_Text_
The Science Behind Why We Sleep

by Lara Rutherford-Morrison

We spend a major portion of our lives tucked between the sheets, and yet many of us know very little about the “why”s and “how”s of sleep. This video about the science of sleep asks the important and surprisingly tricky question: Why do we sleep? The answer is … wait for it … er, no one is really sure.

There are a lot of theories as to why we have to power down for a third of our days. Joe Hanson, host and creator of It’s OK To Be Smart from PBS Digital Studios, points out that, even if we don’t know precisely what sleep does, we do know that it is absolutely vital: extreme sleep deprivation, for example, has been shown to cause seizures and even death in animals. Some common theories as to why we sleep don’t fully account for its importance in our lives and health. Hanson explains that, for instance, while we do quite a bit of “general biological upkeep” (such as “cellular repair,” “protein synthesis,” and so on) in our sleep, we also perform these activities when we’re awake.

Stored data entries
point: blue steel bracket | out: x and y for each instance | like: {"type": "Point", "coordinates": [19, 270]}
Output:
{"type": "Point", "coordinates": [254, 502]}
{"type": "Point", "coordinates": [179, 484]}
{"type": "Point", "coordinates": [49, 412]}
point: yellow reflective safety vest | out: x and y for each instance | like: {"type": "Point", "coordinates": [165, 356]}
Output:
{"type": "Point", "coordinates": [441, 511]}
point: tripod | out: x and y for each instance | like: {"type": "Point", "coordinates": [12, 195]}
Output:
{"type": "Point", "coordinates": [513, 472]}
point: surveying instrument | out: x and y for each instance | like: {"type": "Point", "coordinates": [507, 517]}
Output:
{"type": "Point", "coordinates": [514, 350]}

...

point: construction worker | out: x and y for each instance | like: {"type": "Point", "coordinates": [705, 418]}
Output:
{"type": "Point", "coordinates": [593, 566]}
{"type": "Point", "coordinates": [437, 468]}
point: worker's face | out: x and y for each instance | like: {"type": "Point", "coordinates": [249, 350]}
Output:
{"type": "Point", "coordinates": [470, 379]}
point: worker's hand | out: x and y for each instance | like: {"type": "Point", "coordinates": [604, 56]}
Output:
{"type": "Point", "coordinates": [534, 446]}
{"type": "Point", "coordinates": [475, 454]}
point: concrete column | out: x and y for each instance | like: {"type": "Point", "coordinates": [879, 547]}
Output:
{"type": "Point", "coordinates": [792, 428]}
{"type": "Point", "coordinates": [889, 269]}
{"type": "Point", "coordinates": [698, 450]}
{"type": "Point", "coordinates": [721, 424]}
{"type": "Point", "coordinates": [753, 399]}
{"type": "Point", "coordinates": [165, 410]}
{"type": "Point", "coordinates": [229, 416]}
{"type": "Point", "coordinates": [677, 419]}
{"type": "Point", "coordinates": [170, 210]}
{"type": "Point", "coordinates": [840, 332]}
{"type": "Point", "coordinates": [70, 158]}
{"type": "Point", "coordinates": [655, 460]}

_Questions on the material_
[a] List every word or phrase that the article on the science of sleep encloses in quotation marks.
[b] Reproduce word for word everything in the article on the science of sleep from "There are a" down to "when we’re awake.".

_Answers by task_
[a]
why
how
general biological upkeep
cellular repair
protein synthesis

[b]
There are a lot of theories as to why we have to power down for a third of our days. Joe Hanson, host and creator of It’s OK To Be Smart from PBS Digital Studios, points out that, even if we don’t know precisely what sleep does, we do know that it is absolutely vital: extreme sleep deprivation, for example, has been shown to cause seizures and even death in animals. Some common theories as to why we sleep don’t fully account for its importance in our lives and health. Hanson explains that, for instance, while we do quite a bit of “general biological upkeep” (such as “cellular repair,” “protein synthesis,” and so on) in our sleep, we also perform these activities when we’re awake.